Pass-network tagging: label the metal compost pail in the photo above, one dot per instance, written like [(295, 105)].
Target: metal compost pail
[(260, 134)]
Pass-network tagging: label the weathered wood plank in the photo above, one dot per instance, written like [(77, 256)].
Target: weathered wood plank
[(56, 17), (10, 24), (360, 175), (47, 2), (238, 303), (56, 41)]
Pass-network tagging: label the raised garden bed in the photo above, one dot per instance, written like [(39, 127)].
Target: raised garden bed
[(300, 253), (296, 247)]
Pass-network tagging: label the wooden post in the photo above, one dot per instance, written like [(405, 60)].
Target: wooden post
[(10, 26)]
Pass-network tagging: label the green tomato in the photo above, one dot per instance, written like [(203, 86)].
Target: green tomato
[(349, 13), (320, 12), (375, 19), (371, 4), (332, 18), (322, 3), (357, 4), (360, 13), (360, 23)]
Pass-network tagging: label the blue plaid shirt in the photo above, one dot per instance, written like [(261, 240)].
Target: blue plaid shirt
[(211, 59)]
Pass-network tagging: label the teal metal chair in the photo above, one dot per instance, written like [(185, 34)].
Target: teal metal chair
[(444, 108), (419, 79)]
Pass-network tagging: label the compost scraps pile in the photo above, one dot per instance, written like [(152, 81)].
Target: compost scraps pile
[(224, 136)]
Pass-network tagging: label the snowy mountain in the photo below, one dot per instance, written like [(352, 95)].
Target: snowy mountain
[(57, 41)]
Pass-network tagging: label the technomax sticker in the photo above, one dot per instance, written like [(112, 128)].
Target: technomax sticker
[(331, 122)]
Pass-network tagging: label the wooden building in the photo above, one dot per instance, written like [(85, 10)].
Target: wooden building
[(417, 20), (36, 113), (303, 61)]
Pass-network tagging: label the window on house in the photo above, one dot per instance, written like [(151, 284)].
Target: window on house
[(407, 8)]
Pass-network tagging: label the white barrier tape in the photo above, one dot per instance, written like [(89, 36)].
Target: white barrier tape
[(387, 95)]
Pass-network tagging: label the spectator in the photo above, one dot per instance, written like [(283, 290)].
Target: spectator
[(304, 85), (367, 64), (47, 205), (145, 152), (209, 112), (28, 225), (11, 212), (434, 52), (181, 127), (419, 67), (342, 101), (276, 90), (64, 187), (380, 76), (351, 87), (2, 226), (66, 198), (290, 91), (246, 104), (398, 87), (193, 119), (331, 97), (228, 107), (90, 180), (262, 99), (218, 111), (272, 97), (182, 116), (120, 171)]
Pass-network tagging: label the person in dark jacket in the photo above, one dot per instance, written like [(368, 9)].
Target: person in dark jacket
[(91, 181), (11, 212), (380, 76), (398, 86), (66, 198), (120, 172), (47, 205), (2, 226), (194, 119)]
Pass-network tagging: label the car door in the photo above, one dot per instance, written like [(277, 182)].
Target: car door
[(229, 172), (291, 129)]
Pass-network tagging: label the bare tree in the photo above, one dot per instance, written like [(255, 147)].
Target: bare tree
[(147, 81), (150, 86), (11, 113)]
************
**SET TASK**
Rewrite all the items above, switching every "tagging" to "annotation" and leaving everything else unchanged.

**TASK RESULT**
Pass-network annotation: label the metal compost pail in the photo above, one dot per instance, written like [(295, 105)].
Target: metal compost pail
[(260, 134)]
Pass-network annotation: label the weathered wood plank in the photo above, one dot per instance, written like [(77, 256)].
Target: weathered wood plank
[(56, 17), (10, 24), (360, 175), (47, 2), (238, 303), (56, 41)]
Pass-network annotation: label the raised garden bed in the photo above, one dot per instance, written like [(39, 127)].
Target: raised garden bed
[(300, 253), (296, 247)]
Pass-network annotation: label the wooden post in the photo above, one dot per instance, written like [(405, 60)].
Target: wooden post
[(10, 26)]
Pass-network annotation: label the green tomato in the photo above, one dot per instance, written like [(203, 86)].
Target: green tomato
[(349, 13), (320, 12), (375, 19), (371, 4), (332, 18), (322, 3), (357, 4), (360, 13), (360, 23)]
Pass-network annotation: label the blue plaid shirt in the photo above, one dot per instance, written like [(261, 240)].
Target: blue plaid shirt
[(211, 59)]
Pass-network annotation: label the teal metal chair in the photo above, one dot per instance, written like [(185, 34)].
Target: teal metal chair
[(444, 108), (419, 79)]
Pass-network annotation: label the compost scraps pile in the photo above, one dot per instance, written like [(152, 81)].
Target: compost scraps pile
[(224, 136)]
Pass-network annotation: label the snowy mountain in the photo below, one dot per instance, written like [(352, 95)].
Target: snowy mountain
[(57, 41)]
Pass-network annotation: label the technomax sticker in the photo above, one dot per instance, written like [(112, 128)].
Target: technomax sticker
[(331, 122)]
Pass-network annotation: label the wooden building in the photo above, one dot per instance, written like [(85, 10)].
Target: wooden building
[(417, 20), (36, 113), (303, 61)]
Pass-network annotation: label the window on house in the photo above, one dot per instance, written like [(151, 284)].
Target: window on house
[(407, 8)]
Pass-network annotation: label the white barrier tape in the photo above, one dot per instance, written like [(89, 36)].
Target: white barrier tape
[(387, 95)]
Pass-network annotation: label the spectator in the photo above, one dot per instance, written like [(283, 290)].
Target: spectator
[(304, 85), (367, 64), (47, 205), (145, 152), (209, 112), (28, 225), (11, 212), (434, 52), (181, 127), (419, 67), (342, 101), (276, 90), (64, 187), (380, 76), (351, 87), (2, 226), (66, 198), (290, 91), (246, 104), (398, 87), (193, 119), (331, 97), (228, 107), (90, 180), (262, 99), (218, 111), (272, 97), (182, 116), (120, 171)]
Pass-network annotation: label the person in dark jacket in the photo above, one dot per instance, written like [(368, 9)].
Target: person in dark jacket
[(91, 181), (11, 212), (380, 76), (398, 86), (66, 198), (120, 172), (47, 205), (2, 226), (194, 119)]
Pass-network annotation: label the car door in the photo above, one dot per instance, written like [(277, 182)].
Target: car door
[(229, 172), (291, 129)]
Pass-network annotation: label the bare tree in the photo above, one dot per instance, written like [(255, 147)].
Target: bare tree
[(147, 81), (150, 86), (11, 113)]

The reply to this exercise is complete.